-- INPUT FOR THIS TASK start --
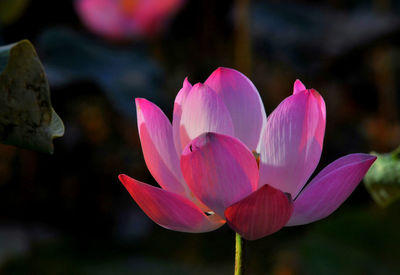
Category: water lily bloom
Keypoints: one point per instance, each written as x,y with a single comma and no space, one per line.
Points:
125,19
221,160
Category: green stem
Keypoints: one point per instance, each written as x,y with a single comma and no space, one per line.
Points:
239,255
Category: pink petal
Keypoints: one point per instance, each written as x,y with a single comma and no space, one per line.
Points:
179,101
298,87
260,214
158,147
219,170
330,188
168,209
292,142
203,112
243,102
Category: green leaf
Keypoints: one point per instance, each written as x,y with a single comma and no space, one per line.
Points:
383,178
27,118
11,10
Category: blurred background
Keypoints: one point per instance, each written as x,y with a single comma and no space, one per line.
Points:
67,213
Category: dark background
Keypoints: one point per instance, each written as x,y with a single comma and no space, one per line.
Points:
67,213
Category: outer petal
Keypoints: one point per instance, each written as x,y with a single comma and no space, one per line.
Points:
179,101
292,143
330,188
243,102
159,152
219,170
202,112
260,214
170,210
298,87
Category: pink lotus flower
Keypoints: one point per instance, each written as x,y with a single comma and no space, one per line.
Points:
210,173
125,19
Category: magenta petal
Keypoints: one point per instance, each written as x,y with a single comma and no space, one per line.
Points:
203,111
298,87
220,170
330,188
292,143
243,102
179,101
260,214
170,210
158,147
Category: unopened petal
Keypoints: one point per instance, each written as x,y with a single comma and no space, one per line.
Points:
220,170
292,144
158,147
260,214
298,87
203,111
170,210
243,102
330,188
179,101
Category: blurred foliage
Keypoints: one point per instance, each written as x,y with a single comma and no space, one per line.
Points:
68,214
383,178
12,10
27,118
121,73
295,33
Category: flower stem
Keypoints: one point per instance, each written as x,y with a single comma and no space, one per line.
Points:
239,255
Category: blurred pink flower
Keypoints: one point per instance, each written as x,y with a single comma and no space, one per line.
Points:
221,161
126,19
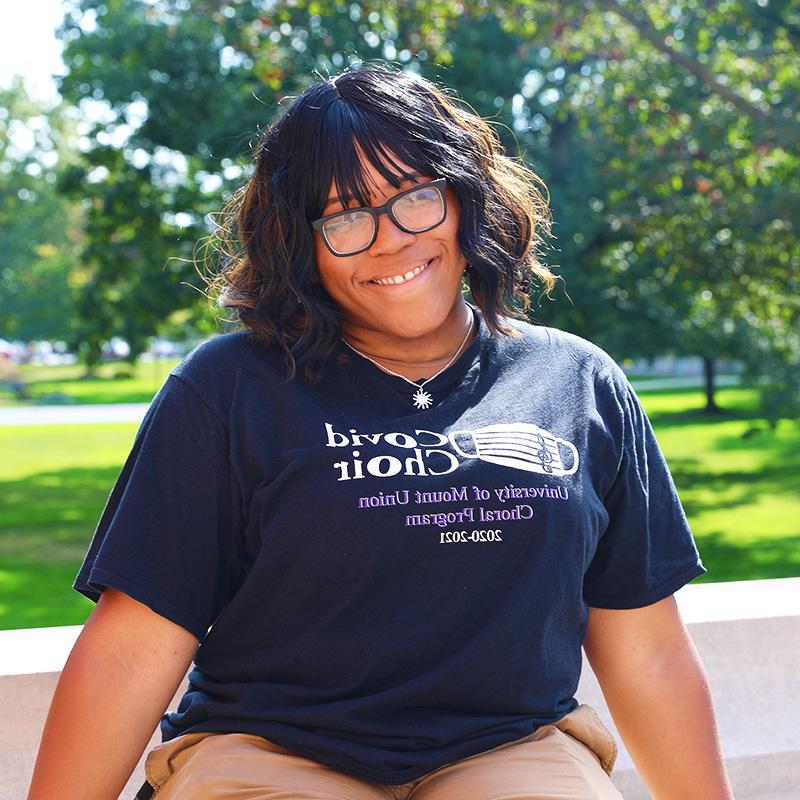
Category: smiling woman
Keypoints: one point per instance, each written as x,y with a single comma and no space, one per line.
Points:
408,192
346,645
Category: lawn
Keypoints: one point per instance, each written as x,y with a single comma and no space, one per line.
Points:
739,483
112,384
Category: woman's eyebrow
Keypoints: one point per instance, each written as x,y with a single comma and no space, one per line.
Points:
346,199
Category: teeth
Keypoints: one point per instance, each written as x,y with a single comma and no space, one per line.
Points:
395,279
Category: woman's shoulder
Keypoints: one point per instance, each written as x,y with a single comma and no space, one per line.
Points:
211,367
560,347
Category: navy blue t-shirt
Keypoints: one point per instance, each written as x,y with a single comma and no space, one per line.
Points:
382,588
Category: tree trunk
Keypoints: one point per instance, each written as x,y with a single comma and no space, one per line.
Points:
708,371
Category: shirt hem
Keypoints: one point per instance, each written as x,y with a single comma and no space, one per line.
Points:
99,579
659,592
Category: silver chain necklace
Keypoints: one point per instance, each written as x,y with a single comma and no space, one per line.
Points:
422,398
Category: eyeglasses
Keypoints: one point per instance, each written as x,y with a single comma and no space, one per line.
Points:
415,210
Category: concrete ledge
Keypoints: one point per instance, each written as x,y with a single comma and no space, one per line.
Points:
747,633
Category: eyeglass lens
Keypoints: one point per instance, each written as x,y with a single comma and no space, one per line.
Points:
417,211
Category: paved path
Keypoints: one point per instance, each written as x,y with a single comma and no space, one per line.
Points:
133,412
78,414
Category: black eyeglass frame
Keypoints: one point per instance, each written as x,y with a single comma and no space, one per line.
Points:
438,184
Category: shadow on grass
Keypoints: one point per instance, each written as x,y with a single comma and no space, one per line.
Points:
728,561
34,594
50,516
731,488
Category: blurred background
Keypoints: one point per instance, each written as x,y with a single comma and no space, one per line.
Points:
666,132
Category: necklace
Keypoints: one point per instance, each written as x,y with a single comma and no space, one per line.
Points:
422,398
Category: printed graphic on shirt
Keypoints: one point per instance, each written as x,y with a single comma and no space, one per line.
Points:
519,446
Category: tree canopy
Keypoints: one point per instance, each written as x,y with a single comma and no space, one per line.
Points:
665,131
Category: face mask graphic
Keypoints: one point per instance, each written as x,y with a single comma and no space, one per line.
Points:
519,445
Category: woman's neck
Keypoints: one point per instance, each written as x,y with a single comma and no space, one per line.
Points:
421,357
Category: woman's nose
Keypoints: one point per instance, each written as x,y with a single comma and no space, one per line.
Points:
390,238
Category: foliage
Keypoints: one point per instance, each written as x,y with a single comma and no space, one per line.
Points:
39,229
666,132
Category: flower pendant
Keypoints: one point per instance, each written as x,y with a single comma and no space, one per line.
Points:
422,399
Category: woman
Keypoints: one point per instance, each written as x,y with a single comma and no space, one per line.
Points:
389,518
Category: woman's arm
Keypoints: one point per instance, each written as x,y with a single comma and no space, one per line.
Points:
657,691
119,678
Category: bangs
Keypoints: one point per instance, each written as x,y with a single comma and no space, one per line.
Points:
347,134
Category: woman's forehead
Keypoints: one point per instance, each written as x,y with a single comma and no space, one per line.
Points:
377,182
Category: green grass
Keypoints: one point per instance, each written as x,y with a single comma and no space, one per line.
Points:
111,384
739,483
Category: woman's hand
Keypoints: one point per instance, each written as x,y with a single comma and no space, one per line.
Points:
119,678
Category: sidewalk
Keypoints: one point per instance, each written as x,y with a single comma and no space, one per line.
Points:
133,412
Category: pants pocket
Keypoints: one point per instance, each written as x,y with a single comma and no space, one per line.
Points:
586,726
165,759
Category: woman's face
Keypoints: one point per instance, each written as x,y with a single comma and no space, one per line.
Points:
416,307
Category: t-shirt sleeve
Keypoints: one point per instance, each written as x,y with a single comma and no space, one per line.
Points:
167,536
647,551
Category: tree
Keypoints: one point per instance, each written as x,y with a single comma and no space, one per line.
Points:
664,130
39,229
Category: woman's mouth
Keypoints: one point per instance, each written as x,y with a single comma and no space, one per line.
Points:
394,280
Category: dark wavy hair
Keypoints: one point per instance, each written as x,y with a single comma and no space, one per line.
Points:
-- INPUT FOR THIS TASK end --
EXERCISE OBJECTIVE | Starting at the line containing "Category: woman's hand" and ending at the end of the rows, rewrite every line, requests included. Scale each point coordinate by 1.05 and round to the nearest whole number, rounding halves up.

SOLUTION TO THIS TASK |
Category: woman's hand
Keypoints: one point per instance, each written as x,y with a single comma and no space, one per line.
Points:
125,712
Category: sidewalk
Keypoints: one point per instance, each written as x,y with a single comma and no space, one per line.
Points:
140,433
Category: pants pocket
Keypoints: one point per instance, each written as x,y with a single comma and no space, one per line.
Points:
615,762
173,797
Category: woman's face
Keypoints: one point per instance, each written as x,y with a single comma and no space, one per line.
Points:
437,322
Category: t-shirt sleeve
Keypoints: one point per instance, each written as x,y with a single comma and no space, one per line.
Points:
175,563
679,579
Category: tree
Keypoints: one point per instance, each written as x,y with a single comma and no space, one per line.
Points:
697,137
41,240
Category: woman's mouth
Keypoints: one point per instance, each written as x,y with a single comma and no space, one per line.
Points:
414,294
Category: dark wavy hair
Keypoints: one point per instance, each written as x,y with a single comma and no space, one per line.
Points:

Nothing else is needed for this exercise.